> Available records:
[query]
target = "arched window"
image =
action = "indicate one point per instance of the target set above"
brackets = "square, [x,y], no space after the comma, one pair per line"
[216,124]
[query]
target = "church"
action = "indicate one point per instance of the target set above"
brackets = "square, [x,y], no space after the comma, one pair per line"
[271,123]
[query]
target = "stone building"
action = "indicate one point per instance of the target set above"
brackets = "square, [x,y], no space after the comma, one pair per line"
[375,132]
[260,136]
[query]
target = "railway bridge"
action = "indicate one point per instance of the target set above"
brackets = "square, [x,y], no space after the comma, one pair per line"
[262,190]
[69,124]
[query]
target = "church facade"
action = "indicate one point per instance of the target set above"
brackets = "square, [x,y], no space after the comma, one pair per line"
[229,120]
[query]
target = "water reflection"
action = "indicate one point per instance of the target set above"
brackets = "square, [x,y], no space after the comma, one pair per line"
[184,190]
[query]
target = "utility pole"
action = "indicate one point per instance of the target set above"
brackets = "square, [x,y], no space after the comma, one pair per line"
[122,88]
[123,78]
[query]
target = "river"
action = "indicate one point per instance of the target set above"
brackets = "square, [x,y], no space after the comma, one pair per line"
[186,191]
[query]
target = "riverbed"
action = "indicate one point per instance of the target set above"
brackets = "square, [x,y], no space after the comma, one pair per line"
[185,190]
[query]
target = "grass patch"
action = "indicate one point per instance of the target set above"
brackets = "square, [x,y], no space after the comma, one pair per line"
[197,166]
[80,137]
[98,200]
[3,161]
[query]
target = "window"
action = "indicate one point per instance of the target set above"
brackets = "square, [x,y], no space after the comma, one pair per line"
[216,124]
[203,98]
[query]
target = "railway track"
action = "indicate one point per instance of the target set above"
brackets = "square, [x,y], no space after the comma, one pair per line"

> What you should do:
Please rewrite all the items above with "indicate" replaced by "mark" wherever it occurs, keeping everything else unchanged.

> Solution for this problem:
[query]
target = "arched window"
image =
action = "mark one point per instance of the target set above"
brackets = "square, [x,y], no space after the comma, one pair per line"
[216,124]
[query]
target = "church"
action = "mark one point per instance of the target set above"
brackets = "square, [x,y], no space after the comma, one pair per line"
[271,123]
[query]
target = "stone building"
action = "mark one point per instance of the target set above"
brackets = "square, [x,y], no space after the comma, one pair per line"
[375,132]
[260,136]
[query]
target = "railway bridge"
action = "mark one point per instance of the target set above"
brackets = "square, [x,y], no space after the comma, one pair per line"
[262,190]
[69,124]
[query]
target = "church facade"
action = "mark one point per instance of the target set above"
brackets = "square, [x,y], no space after the comma, one pair per line"
[229,120]
[query]
target = "water reflection"
action = "mark one point per instance of the target set above"
brackets = "square, [x,y], no space after the comma, one pair per line"
[184,190]
[query]
target = "utility pole"
action = "mark one point per instance of the target set above"
brackets = "square, [x,y], no space after the comma, one pair per line"
[122,88]
[123,78]
[query]
target = "river"
action = "mark one point per instance of the target set above"
brackets = "square, [x,y], no space after the comma, one pair per line"
[186,191]
[query]
target = "riverbed"
action = "mark one point per instance of the target set above"
brackets = "square, [x,y], no space after the comma, one pair per line"
[185,190]
[query]
target = "grass patch"
action = "mark one point per instance of the target set above"
brackets = "square, [x,y], no space after the comma, one pair per line"
[197,166]
[80,137]
[98,200]
[3,161]
[query]
target = "window"
action = "mark one point per instance of the target set above"
brackets = "square, [x,y], no space after the comma, one pair per line"
[216,124]
[203,98]
[query]
target = "railway track"
action = "mark one point per instance of the target set above"
brackets = "square, [x,y], no space after the comma, one pair per line"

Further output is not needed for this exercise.